__Try it__.
Word for word, reproduce the records that follow.

──────────────────────────────

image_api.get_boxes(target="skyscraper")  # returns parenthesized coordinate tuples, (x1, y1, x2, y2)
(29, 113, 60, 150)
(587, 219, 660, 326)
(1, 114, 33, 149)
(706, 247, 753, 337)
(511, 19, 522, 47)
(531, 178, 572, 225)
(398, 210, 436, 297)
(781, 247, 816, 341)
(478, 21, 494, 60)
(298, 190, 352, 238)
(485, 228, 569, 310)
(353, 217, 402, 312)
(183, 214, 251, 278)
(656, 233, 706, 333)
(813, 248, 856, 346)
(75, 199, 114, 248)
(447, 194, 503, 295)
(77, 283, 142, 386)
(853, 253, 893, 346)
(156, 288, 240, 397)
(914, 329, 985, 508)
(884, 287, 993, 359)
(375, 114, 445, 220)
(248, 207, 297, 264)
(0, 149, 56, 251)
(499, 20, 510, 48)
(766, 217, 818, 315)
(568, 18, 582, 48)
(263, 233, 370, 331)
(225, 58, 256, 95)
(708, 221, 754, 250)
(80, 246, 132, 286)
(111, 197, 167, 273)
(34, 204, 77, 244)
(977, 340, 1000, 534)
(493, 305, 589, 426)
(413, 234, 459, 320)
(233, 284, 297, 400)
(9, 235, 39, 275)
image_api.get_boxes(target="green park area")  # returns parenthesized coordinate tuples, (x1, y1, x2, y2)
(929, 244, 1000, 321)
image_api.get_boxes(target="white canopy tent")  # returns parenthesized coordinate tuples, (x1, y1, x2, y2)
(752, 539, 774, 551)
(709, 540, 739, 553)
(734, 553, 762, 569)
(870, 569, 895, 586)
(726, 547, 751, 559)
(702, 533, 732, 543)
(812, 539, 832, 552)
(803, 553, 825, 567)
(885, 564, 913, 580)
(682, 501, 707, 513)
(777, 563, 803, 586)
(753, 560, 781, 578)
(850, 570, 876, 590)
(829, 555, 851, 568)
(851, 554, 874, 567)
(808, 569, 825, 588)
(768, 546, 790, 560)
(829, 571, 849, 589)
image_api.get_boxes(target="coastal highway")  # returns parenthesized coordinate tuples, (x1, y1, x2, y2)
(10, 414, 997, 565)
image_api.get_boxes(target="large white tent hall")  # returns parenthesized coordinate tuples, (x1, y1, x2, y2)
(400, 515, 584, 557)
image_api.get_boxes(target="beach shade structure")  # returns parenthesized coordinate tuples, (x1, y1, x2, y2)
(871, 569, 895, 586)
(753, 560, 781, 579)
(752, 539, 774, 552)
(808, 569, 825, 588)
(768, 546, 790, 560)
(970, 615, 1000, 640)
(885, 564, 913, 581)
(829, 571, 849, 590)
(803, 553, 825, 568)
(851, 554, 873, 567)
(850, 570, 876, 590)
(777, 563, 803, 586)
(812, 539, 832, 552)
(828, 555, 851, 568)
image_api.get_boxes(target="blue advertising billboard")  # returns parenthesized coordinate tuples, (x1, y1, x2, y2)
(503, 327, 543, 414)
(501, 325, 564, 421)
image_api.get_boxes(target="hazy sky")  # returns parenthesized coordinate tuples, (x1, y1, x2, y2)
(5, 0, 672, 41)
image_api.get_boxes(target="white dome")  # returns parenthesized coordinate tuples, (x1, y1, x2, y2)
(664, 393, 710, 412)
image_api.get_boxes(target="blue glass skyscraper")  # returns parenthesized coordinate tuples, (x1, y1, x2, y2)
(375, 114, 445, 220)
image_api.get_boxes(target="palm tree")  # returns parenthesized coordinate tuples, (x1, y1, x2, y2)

──────────────────────────────

__Your response__.
image_api.get_boxes(target="skyscraper")  # returns parenthesized coordinate tuples, (x1, y1, x2, y2)
(29, 113, 60, 150)
(587, 219, 660, 326)
(1, 114, 33, 149)
(706, 247, 753, 337)
(511, 19, 522, 47)
(531, 178, 572, 225)
(398, 210, 436, 297)
(781, 247, 816, 341)
(478, 21, 494, 60)
(298, 190, 352, 238)
(485, 228, 569, 310)
(353, 217, 402, 312)
(183, 214, 251, 278)
(656, 233, 706, 333)
(813, 248, 856, 346)
(75, 199, 114, 248)
(447, 194, 503, 295)
(77, 283, 142, 386)
(853, 253, 893, 346)
(156, 288, 240, 397)
(914, 329, 985, 508)
(884, 287, 993, 359)
(375, 114, 445, 220)
(248, 207, 297, 264)
(0, 149, 56, 251)
(499, 20, 510, 48)
(766, 217, 818, 315)
(568, 18, 582, 48)
(263, 233, 370, 331)
(225, 58, 256, 95)
(708, 221, 754, 250)
(80, 246, 132, 286)
(111, 197, 167, 273)
(34, 204, 77, 244)
(977, 340, 1000, 534)
(493, 305, 589, 426)
(413, 234, 459, 320)
(233, 284, 297, 400)
(9, 235, 39, 275)
image_api.get_boxes(target="green park area")  # returns parenthesized coordinate tuples, (x1, y1, x2, y2)
(929, 244, 1000, 321)
image_api.get_boxes(target="white canopy tent")  # returns parenthesized coordinate tuples, (x1, y1, x2, y2)
(752, 539, 774, 551)
(709, 540, 739, 553)
(734, 553, 762, 569)
(870, 569, 895, 586)
(726, 547, 751, 559)
(702, 533, 732, 543)
(812, 539, 832, 552)
(803, 553, 825, 567)
(885, 564, 913, 580)
(682, 501, 707, 513)
(777, 563, 803, 586)
(753, 560, 781, 578)
(850, 570, 876, 590)
(829, 555, 851, 568)
(851, 554, 874, 567)
(808, 569, 825, 588)
(768, 546, 790, 560)
(829, 571, 849, 589)
image_api.get_boxes(target="coastal highway")  # returns parenthesized coordinate tuples, (x1, y1, x2, y2)
(10, 414, 997, 565)
image_api.get_boxes(target="large white tent hall")  # returns parenthesized coordinate tuples, (x1, y1, x2, y2)
(400, 515, 584, 557)
image_api.get_boxes(target="beach shade structure")  # returns parenthesized coordinate tuples, (x1, y1, x2, y2)
(871, 569, 895, 586)
(753, 560, 781, 579)
(752, 539, 774, 552)
(808, 569, 825, 588)
(768, 546, 790, 560)
(970, 615, 1000, 640)
(885, 564, 913, 581)
(829, 571, 849, 590)
(803, 553, 825, 568)
(851, 554, 873, 567)
(850, 570, 876, 590)
(777, 563, 803, 586)
(812, 539, 832, 552)
(828, 555, 851, 568)
image_api.get_boxes(target="blue advertising billboard")  # returns parenthesized coordinate tuples, (x1, y1, x2, y2)
(503, 327, 543, 414)
(501, 325, 564, 421)
image_api.get_boxes(target="hazy sky")  # returns parenthesized coordinate tuples, (x1, y1, x2, y2)
(5, 0, 672, 41)
image_api.get_boxes(target="white dome")  # returns parenthesized coordinate tuples, (x1, y1, x2, y2)
(664, 393, 710, 412)
image_api.get_boxes(target="blue glass skyscraper")  # returns parenthesized coordinate tuples, (x1, y1, x2, y2)
(375, 114, 445, 220)
image_api.get_boxes(target="palm tree")  # returns parenthesized coordinate tuples, (x1, y1, x2, y2)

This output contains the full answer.